→ THE PROBLEM
Word for word, set down the lines from the one that contains "locate the person's" through the final line of the data; no pictures belong in the copy.

→ Dataset entries
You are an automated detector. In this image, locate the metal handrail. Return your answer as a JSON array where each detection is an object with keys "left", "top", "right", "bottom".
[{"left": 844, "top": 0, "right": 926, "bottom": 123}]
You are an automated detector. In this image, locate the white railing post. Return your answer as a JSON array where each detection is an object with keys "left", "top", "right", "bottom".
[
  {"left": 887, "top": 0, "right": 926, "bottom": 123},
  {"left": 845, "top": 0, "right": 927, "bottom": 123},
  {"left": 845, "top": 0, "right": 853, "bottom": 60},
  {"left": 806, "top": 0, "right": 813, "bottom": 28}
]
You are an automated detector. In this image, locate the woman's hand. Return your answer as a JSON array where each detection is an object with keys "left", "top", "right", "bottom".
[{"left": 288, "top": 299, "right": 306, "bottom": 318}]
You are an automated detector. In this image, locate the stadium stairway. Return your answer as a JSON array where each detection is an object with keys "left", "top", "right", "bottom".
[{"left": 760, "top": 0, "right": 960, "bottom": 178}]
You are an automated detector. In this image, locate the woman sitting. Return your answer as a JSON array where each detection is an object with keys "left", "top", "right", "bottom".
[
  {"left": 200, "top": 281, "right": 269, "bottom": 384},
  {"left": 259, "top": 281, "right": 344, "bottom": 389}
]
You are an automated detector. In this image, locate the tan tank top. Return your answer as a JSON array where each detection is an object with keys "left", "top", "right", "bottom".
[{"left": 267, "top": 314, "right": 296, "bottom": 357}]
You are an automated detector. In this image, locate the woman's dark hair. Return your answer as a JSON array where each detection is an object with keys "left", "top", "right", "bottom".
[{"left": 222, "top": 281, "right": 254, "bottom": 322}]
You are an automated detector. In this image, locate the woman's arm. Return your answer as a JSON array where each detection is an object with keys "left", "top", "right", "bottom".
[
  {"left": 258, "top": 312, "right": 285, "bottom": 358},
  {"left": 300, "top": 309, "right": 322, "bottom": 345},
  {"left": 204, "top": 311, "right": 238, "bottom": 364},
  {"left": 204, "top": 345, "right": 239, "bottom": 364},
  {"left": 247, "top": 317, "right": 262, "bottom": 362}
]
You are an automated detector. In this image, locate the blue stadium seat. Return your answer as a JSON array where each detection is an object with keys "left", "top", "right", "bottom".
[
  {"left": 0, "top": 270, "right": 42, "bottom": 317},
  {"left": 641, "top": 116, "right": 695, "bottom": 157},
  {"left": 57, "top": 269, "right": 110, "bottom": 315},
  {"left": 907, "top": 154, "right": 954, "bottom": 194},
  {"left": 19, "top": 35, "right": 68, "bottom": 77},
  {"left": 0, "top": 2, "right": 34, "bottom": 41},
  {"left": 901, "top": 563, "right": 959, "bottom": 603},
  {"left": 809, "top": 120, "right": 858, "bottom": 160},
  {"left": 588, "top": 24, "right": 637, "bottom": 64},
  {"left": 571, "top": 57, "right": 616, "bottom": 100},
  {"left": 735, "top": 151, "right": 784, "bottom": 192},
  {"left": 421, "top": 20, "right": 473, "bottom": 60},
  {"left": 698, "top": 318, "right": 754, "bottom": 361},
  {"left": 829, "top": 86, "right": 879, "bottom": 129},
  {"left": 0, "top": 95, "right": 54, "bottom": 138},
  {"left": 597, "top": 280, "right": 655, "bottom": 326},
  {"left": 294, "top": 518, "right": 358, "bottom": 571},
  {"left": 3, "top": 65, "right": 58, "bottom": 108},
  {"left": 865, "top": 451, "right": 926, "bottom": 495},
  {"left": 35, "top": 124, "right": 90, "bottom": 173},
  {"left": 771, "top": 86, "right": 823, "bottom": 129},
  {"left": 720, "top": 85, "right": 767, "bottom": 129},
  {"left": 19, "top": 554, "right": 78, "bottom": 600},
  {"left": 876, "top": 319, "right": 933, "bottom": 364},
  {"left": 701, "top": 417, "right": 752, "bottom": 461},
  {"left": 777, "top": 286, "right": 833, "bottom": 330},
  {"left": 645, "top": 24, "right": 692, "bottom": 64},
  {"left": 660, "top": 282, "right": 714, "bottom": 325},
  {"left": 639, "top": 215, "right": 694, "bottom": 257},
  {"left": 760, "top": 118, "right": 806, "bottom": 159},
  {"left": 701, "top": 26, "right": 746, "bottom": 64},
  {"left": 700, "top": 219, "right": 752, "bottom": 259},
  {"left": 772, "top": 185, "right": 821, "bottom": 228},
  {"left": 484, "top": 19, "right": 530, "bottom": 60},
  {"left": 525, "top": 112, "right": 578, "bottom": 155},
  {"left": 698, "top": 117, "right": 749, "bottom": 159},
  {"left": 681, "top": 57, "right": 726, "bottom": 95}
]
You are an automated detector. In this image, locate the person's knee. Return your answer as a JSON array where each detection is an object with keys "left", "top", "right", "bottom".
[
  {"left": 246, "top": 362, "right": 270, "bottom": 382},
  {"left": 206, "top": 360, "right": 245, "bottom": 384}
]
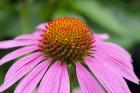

→ EXERCISE RESPONSE
You are an automated detector. In this image, locate the person's knee. Return your answer as a JSON array where each detection is an object with keys "left", "top", "right", "bottom".
[
  {"left": 246, "top": 362, "right": 270, "bottom": 382},
  {"left": 206, "top": 360, "right": 245, "bottom": 384}
]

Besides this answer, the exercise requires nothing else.